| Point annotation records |
•••••

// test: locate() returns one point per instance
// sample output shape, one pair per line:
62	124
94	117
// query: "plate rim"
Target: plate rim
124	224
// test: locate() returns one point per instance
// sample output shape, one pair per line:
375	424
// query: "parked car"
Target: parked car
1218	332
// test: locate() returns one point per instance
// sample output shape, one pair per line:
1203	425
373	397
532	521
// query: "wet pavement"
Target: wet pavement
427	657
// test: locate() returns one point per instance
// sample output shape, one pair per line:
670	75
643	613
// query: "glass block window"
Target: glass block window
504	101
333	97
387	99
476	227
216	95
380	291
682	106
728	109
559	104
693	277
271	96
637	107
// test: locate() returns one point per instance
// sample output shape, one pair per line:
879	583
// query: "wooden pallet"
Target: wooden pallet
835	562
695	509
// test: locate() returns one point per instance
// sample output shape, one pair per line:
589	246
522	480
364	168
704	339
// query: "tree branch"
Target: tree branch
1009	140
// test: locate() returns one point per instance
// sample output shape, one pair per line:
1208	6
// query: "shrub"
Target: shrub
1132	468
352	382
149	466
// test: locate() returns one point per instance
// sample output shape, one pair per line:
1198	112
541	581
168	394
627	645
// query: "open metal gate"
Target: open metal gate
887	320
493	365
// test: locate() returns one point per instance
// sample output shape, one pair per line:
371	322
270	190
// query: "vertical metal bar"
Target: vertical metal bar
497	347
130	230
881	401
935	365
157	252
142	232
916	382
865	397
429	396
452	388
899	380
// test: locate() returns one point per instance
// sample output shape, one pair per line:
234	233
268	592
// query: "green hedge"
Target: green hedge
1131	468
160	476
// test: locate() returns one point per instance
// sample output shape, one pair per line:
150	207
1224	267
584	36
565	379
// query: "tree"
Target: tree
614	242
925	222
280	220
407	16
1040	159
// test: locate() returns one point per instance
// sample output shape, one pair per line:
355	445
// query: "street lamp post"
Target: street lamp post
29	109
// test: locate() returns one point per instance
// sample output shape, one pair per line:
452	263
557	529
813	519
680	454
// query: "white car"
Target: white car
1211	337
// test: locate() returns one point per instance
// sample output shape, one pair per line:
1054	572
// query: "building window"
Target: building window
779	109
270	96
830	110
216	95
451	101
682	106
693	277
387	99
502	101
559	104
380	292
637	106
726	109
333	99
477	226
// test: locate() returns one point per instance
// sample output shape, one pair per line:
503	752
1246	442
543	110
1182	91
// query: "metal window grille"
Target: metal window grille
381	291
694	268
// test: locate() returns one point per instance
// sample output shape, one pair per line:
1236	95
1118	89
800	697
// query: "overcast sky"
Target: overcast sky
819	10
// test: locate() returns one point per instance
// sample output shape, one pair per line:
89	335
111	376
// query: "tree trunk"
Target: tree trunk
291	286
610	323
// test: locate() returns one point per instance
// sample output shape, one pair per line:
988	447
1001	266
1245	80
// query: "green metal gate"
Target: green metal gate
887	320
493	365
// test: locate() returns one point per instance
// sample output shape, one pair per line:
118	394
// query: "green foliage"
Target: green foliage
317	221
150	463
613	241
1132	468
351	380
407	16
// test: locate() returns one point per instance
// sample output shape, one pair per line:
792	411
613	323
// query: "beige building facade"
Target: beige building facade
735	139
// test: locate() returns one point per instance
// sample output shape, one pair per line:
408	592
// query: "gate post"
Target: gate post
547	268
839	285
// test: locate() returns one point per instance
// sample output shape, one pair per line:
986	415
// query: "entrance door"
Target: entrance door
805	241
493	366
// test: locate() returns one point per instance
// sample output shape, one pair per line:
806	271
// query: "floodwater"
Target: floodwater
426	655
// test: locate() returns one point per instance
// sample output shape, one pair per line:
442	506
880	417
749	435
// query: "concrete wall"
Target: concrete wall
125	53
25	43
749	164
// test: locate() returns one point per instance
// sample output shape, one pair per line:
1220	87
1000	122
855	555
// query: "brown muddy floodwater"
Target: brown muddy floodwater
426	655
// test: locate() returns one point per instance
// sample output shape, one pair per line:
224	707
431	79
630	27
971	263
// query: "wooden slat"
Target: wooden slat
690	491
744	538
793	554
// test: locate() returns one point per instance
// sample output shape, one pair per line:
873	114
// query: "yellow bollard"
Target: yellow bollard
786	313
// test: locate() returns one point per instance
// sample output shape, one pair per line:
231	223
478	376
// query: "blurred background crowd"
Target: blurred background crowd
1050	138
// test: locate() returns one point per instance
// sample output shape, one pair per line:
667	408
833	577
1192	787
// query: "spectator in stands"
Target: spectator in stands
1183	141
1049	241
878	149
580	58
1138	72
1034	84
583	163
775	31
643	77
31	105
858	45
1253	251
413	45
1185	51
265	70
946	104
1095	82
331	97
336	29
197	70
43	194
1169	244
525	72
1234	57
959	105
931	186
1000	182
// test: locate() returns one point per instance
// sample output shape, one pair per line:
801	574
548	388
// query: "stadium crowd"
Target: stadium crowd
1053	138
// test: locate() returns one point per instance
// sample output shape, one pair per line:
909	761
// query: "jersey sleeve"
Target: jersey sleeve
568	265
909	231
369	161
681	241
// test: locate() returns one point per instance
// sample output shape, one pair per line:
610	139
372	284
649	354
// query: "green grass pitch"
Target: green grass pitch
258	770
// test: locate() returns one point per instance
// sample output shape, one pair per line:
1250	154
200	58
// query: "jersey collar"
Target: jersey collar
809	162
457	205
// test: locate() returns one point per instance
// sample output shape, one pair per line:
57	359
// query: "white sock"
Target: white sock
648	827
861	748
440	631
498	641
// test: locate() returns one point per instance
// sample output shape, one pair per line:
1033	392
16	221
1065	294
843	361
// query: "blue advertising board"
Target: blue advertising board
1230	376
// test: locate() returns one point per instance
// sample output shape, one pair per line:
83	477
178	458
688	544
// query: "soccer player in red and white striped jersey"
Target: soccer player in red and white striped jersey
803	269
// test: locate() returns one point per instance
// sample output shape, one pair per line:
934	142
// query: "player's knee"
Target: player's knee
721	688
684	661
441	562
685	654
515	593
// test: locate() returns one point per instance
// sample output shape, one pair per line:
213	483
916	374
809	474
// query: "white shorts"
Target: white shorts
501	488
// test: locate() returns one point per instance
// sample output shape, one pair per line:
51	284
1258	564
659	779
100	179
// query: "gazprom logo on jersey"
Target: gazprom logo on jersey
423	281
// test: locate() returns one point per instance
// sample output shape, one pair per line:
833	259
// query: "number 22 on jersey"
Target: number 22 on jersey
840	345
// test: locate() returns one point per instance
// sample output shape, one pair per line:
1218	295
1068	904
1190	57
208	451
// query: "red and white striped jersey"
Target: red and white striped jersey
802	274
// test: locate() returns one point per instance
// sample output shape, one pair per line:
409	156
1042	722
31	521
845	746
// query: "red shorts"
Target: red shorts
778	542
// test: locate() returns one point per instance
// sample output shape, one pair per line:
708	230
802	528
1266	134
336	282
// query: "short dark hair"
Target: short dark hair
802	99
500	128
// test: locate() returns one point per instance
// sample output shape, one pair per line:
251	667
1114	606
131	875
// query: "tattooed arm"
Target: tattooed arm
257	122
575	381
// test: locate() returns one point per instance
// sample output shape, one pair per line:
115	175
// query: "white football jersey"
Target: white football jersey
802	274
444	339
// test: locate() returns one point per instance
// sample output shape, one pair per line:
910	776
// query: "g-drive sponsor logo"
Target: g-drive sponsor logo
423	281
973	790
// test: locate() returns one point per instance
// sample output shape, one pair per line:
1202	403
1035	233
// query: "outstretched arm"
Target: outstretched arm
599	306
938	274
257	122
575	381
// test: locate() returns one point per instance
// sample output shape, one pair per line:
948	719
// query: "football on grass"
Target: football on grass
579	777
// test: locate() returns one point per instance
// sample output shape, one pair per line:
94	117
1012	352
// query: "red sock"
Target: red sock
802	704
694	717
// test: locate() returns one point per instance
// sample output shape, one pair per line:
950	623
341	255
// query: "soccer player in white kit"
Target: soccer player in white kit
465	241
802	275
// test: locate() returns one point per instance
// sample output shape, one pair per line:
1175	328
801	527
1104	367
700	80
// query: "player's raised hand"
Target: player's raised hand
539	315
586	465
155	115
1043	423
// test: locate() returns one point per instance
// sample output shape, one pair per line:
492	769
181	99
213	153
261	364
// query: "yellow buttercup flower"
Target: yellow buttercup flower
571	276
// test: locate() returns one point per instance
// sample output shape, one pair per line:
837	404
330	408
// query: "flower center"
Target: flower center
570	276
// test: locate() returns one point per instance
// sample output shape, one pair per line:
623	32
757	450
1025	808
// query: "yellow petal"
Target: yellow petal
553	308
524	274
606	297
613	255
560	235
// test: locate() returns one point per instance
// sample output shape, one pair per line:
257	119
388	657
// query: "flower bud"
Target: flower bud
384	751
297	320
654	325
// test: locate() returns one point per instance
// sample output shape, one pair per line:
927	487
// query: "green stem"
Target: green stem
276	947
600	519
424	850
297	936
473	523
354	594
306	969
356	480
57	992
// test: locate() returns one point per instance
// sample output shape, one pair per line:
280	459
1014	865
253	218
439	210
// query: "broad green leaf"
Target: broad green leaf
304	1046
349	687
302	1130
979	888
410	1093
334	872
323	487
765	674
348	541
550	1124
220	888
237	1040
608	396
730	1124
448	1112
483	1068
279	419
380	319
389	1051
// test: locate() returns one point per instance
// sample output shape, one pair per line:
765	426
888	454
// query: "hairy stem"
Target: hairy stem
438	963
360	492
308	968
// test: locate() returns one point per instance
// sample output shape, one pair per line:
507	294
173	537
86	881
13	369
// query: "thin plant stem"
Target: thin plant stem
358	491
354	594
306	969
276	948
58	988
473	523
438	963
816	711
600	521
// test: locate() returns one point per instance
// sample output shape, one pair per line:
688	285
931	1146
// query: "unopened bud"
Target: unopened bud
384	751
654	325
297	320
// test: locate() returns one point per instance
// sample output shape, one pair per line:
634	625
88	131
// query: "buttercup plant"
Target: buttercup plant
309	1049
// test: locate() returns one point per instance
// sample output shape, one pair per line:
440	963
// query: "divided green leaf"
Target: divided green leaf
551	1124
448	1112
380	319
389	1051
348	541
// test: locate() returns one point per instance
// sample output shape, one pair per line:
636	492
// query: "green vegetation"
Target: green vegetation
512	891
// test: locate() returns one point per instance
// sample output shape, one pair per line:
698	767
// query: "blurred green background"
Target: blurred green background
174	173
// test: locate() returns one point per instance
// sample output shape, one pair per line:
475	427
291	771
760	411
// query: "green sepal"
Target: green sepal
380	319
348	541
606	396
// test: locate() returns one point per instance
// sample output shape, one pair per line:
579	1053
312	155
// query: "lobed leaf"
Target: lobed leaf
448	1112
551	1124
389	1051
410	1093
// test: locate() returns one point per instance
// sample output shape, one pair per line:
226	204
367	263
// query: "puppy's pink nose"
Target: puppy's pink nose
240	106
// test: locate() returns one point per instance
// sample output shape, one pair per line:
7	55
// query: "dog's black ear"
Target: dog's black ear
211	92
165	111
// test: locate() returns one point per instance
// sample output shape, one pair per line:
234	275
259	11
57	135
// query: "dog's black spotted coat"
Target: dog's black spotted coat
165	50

•••••

| Exercise goal |
Pick out each line of the material above that contains the string "post", and copy those lines. Letter case counts.

| Problem solution |
// query: "street lamp post"
Target: street lamp post
// query: "gate post"
Target: gate post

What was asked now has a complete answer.